start READING TEXT
Nicolson begins by describing how, inheriting the islands from his father as a young man, the islands have come to have an unusually deep meaning for him. This comes out in his painstaking reconstruction of the geological formation of the islands, of their ancient bronze and iron age settlements, and of the harsh lives of the families that lived here until large-scale economies destroyed traditional Hebridean life.

There is much sadness and anger in Nicolson's account of these changes, but also joy--joy at the richness of life in such a place, and joy that these changes have allowed Nicolson himself to experience the Shiants' beauty. The precision with which almost every inch of the islands' physical and historical identities are described is, literally, marvellous; Nicolson eschews generalities, and writes with a love of detail that is increasingly rare. Although the book is a little maudlin at times, this is only the reflection of Nicolson's own sensitivity to the place. The Shiants are anthropomorphised, becoming a character in their own right, proof that the tiniest place can reflect the passage of time. --Toby Green

Synopsis
Have you ever wondered what it would be like to own your own set of islands? Adam Nicolson's father had answered a newspaper advertisement in the 1930s. "Uninhabited islands for sale", it said. "Outer Hebrides. 600 acres. 500ft basaltic cliffs. Puffins and seals. Cabin. Apply Col. Kenneth Macdonald, Portree, Skye". These were the Shiants, three of the loneliest of the British Isles, set in a dangerous sea, with no more than a stone-built, rat-ridden bothy as accommodation, five miles or so off the coast of Lewis. They cost #1400 and for that he bought one of the most beautiful places on the planet. Adam Nicolson inherited the islands when he was 21, an astonishing gift, and they became in many ways the core of his life. This is the full story of his own experiences there, amid the dazzling concentration of birds, crowds guillemots, razorbills, great skuas and 240,000 puffins coming in every spring out of the North Atlantic to breed; the violence and danger of the surrounding seas; the songs and poems which cluster around the islands; the accounts of attemped murder, witchcraft and catastophe; and the treasured place which the Shiants still hold in the Hebridean mind.
end READING TEXT
**WRITTEN TASKS**
[a] Using the text about the Shiant Isles, decide whether each statement agrees with it. Answer yes or no and quote the words that decide it. (i) Nicolson's father learned the islands were for sale from a newspaper advertisement. (ii) Adam Nicolson inherited the islands at the age of 30. (iii) The reviewer finds Nicolson's descriptions vague and general.
[b] According to the text about the Shiant Isles, how many puffins come to the islands every spring to breed?
[c] Write the next few sentences of the text about the Shiant Isles, picking up after its final sentence.
start EXTRACTED INFORMATION
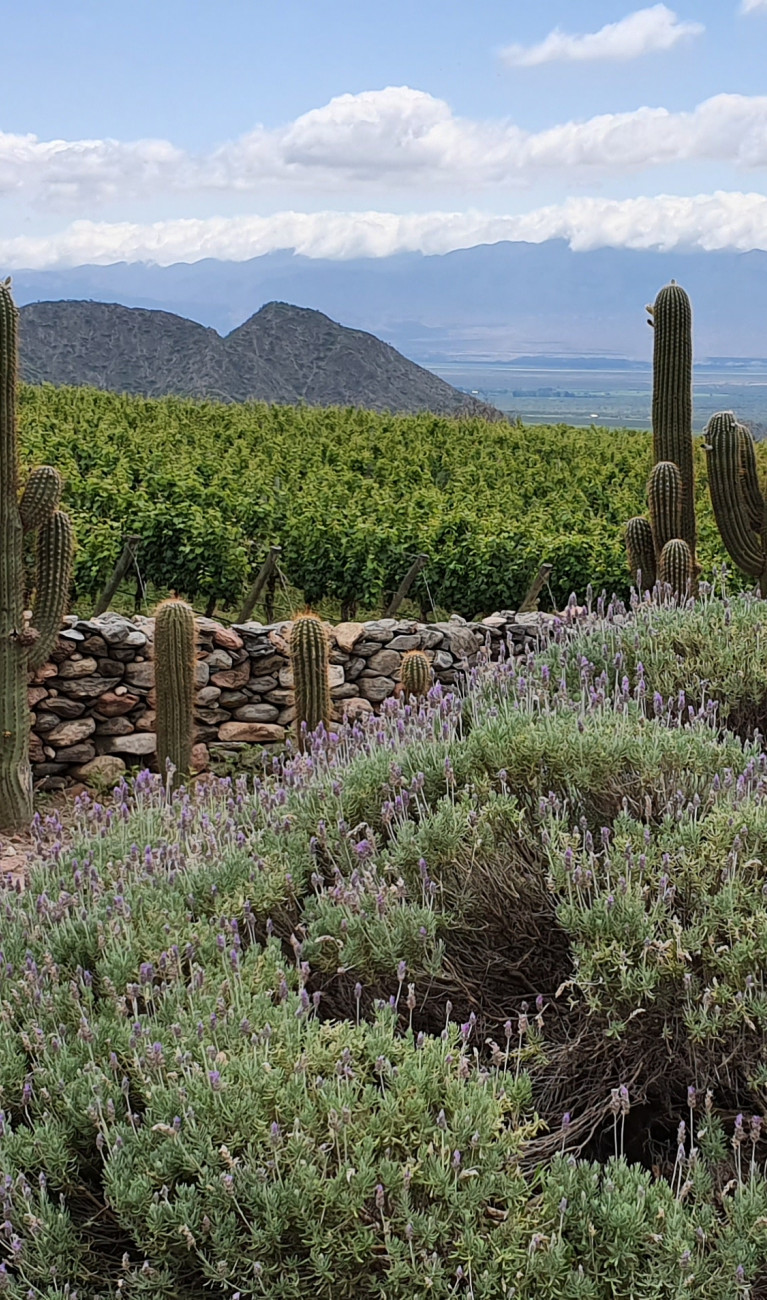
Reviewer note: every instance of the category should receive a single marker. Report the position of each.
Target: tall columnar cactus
(174, 685)
(675, 568)
(415, 675)
(310, 651)
(671, 488)
(672, 395)
(736, 497)
(24, 648)
(664, 502)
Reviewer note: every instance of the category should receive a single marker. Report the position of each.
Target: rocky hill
(282, 354)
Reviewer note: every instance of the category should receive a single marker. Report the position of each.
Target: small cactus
(676, 567)
(310, 655)
(641, 551)
(174, 685)
(415, 675)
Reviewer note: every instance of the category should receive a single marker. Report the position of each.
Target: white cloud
(641, 33)
(706, 221)
(393, 139)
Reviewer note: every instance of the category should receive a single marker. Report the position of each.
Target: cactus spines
(672, 395)
(671, 488)
(415, 675)
(310, 651)
(641, 551)
(664, 498)
(174, 685)
(736, 497)
(39, 498)
(21, 646)
(676, 567)
(55, 553)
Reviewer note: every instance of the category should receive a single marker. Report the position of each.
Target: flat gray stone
(385, 662)
(118, 631)
(64, 707)
(77, 668)
(375, 688)
(256, 714)
(138, 744)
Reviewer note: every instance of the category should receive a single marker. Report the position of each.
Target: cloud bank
(642, 33)
(713, 221)
(393, 139)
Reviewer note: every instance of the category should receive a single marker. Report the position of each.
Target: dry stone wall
(92, 706)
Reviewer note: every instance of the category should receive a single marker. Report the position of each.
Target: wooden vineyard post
(531, 601)
(120, 571)
(419, 563)
(268, 567)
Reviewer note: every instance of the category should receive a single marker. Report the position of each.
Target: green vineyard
(350, 495)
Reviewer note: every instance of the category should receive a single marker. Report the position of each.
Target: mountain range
(281, 354)
(493, 302)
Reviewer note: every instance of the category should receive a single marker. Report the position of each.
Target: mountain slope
(486, 303)
(282, 354)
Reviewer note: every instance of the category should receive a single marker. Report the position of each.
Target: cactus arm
(174, 685)
(641, 551)
(415, 675)
(664, 501)
(753, 499)
(310, 659)
(40, 498)
(16, 785)
(724, 450)
(675, 568)
(672, 395)
(53, 573)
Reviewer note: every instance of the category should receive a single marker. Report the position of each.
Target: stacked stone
(92, 706)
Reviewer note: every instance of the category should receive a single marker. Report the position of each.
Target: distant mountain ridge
(282, 354)
(490, 302)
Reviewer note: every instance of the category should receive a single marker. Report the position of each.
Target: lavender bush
(466, 1000)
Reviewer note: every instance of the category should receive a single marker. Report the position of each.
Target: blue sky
(173, 129)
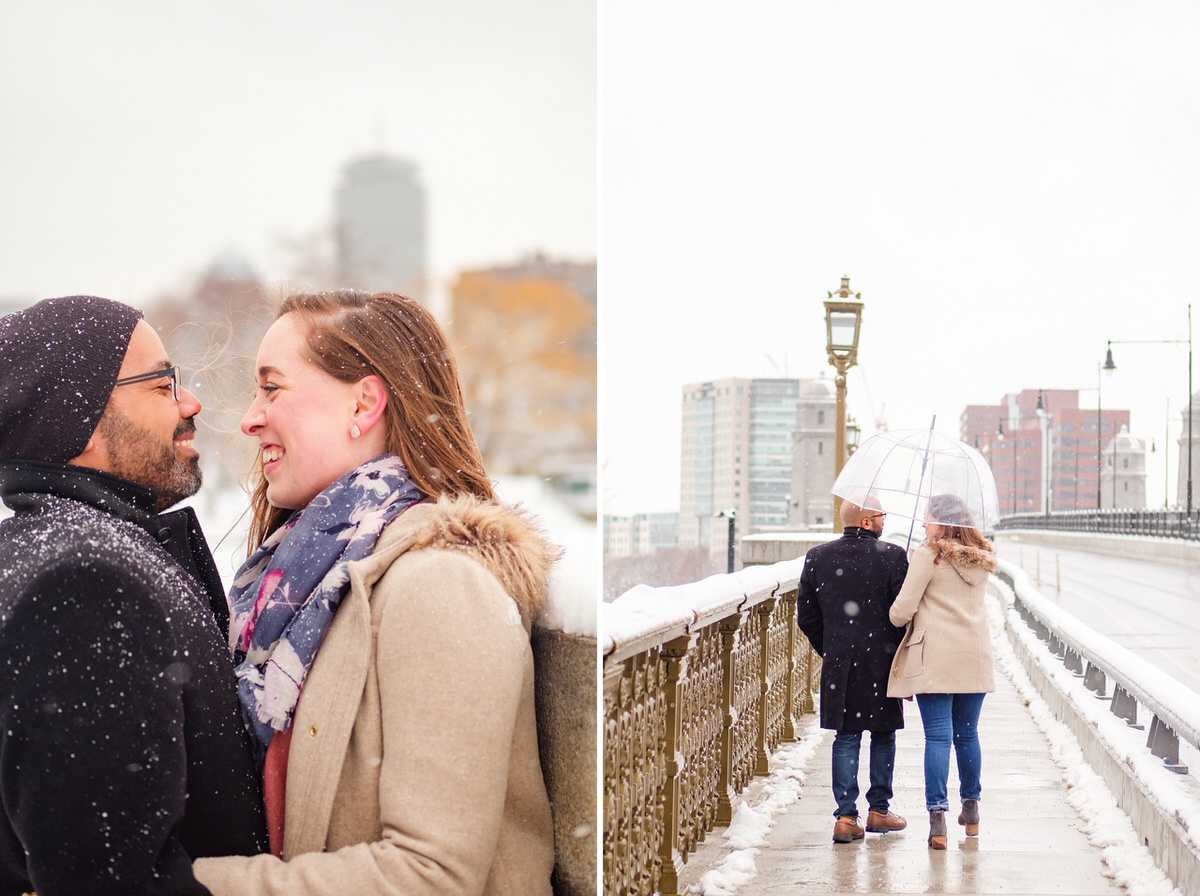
end EXTRACTED INFORMATION
**REPLIES**
[a]
(i) Yes: "Adam Nicolson's father had answered a newspaper advertisement in the 1930s."
(ii) No: "Adam Nicolson inherited the islands when he was 21"
(iii) No: "Nicolson eschews generalities, and writes with a love of detail that is increasingly rare."

[b] 240,000 puffins.

[c]
Customer Reviews

Disappointing2
What a disappointment. The book rambles dreadfully. As soon as you find an interesting bit the author then goes off at a tangent and you lose the thread. I should stress that there are some good bits and some of the turns of phrase are poetic but, in the main, I found the book dull. I was glad I got it out of the library rather than bought it. Doesn't the pic on the new paperback version look fab, though? Pity the text of the 2001 hardback only has small black and white pics in it.

Intoxicating5
Three years ago, I saw 'Sea Room' in a small shop in Ullapool just before I caught the ferry to the Western Isles. Never have I been so captivated by a book. I was so taken that when i arrived in Lewis I travelled to the Isle of Harris and caught a lift with a fisherman who dropped me off on the Islands for a day. I clambered about on the rocks and imagined the place through the eyes of the author, his father and the countless generations who lived there before him.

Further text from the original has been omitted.